** begin DOCUMENT SEGMENT **

Tom Connor, head of dispute resolution for EMEA at Ashurst, described Willmott as ‘one of the leading contentious regulatory lawyers in the City’.
Eversheds Sutherland announced two significant partner additions this week, with corporate partner Eda Demirel and energy partner Andrew Duckworth joining the firm.
Demirel, who joins from DLA Piper, has worked with multiple global organisations on their strategic reoganisations over a 20-year career. Duckworth is an in-house appointment, joining from Chevron Products Company. He was previously a senior counsel in the supply and trading business unit, and he has more than 13 years’ experience in the energy and commodities sector.
Kingsley Napley has bolstered its property litigation capabilities, hiring partner Claire Lamkin from Blake Morgan. She is experienced in the full breadth of property litigation, including disputes arising from rights to light, development agreements, tenancy deposits and restrictive covenants.
She becomes the sixth partner in Kingsley Napley’s real estate and construction practice. Lamkin said of her move: ‘Kingsley Napley’s real estate and construction team handles a broad range of commercial and prime residential matters and has an excellent reputation. I am really excited to be joining at a time when real estate is a strategic growth area for the firm and I believe my background and skills will be highly complementary to others in the team and the wider firm.’
Hogan Lovells has built on the opening of its Dublin hub in March this year, by appointing financial regulatory partner Eoin O’Connor to head the new office. O’Connor, who joins from Walkers, will work closely with antitrust and competition partner Christopher Hutton to build Hogan Lovells’ presence in Ireland.
Alice Valder Curran, head of Hogan Lovells’ global regulatory and IPMT practice said: ‘The regulatory and economic landscape is rapidly evolving and increasingly complex. Eoin’s wealth of experience will help clients with operations in Ireland and elsewhere approach it not as an obstacle, but as a source of opportunity.’
In Brussels, Steptoe has created a new practice after picking up two international trade partners from Jones Day. Renato Antonini and Eva Monard are the arriving partners, and they will be supported by two Jones Day associates who are also making the switch.
Antonini has handled some of largest trade defence investigations in the EU, representing governments and large corporations in the steel, chemical, energy and financial services industries. Monard has assisted clients in more than 80 anti-dumping, anti-subsidy, and safeguard investigations in various jurisdictions, and obtained various annulments of trade measures before EU courts.

** end DOCUMENT SEGMENT **

WORK INSTRUCTIONS |
a: Answer these questions from the law firm hiring text:
(i) Which company is Andrew Duckworth joining Eversheds Sutherland from?
(ii) Which partner in number does Claire Lamkin become in Kingsley Napley's real estate and construction practice?
(iii) In which city has Steptoe created a new practice?
b: Transcribe the law firm hiring text from "Antonini has handled" up to and including "before EU courts.", keeping every word and mark unchanged.
The listing that follows this note was drawn from a different source than the law firm hiring text.

** begin COLLECTED DATA **

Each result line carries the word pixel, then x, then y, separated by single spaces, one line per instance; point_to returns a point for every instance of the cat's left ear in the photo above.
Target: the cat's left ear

** end COLLECTED DATA **

THE SOLUTIONS |
a:
(i) Chevron Products Company
(ii) The sixth
(iii) Brussels

b:
Antonini has handled some of largest trade defence investigations in the EU, representing governments and large corporations in the steel, chemical, energy and financial services industries. Monard has assisted clients in more than 80 anti-dumping, anti-subsidy, and safeguard investigations in various jurisdictions, and obtained various annulments of trade measures before EU courts.